_Dataset entries_.
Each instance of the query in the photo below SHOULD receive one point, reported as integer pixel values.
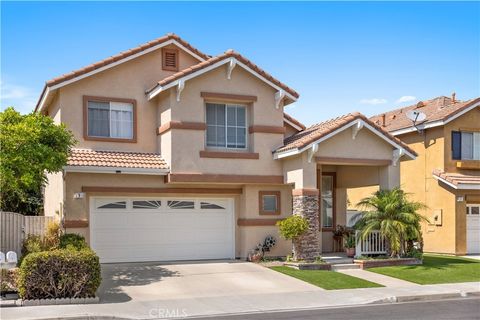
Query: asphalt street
(464, 308)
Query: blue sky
(341, 57)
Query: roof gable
(317, 133)
(169, 39)
(439, 111)
(233, 59)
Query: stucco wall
(186, 144)
(434, 152)
(468, 122)
(343, 146)
(128, 80)
(53, 204)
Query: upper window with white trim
(465, 145)
(226, 126)
(113, 119)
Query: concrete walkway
(240, 303)
(386, 281)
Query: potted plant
(350, 245)
(338, 234)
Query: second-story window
(110, 119)
(465, 145)
(226, 126)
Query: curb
(427, 297)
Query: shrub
(32, 243)
(8, 280)
(72, 241)
(292, 227)
(414, 253)
(349, 241)
(52, 235)
(59, 273)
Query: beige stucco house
(446, 174)
(182, 155)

_Work task_.
The output should consist only of the lines from the one with "Query: upper window with white trim" through the final line of the records above, exactly.

_Exercise answer_.
Query: upper window with white trim
(465, 145)
(226, 126)
(113, 119)
Query: concrete walkway
(240, 303)
(386, 281)
Query: potted plant
(350, 245)
(338, 234)
Query: second-story window
(110, 119)
(465, 145)
(226, 126)
Query: curb
(427, 297)
Query: shrub
(32, 243)
(8, 280)
(72, 241)
(292, 227)
(414, 253)
(349, 241)
(52, 235)
(59, 273)
Query: beige stucco house
(446, 174)
(182, 155)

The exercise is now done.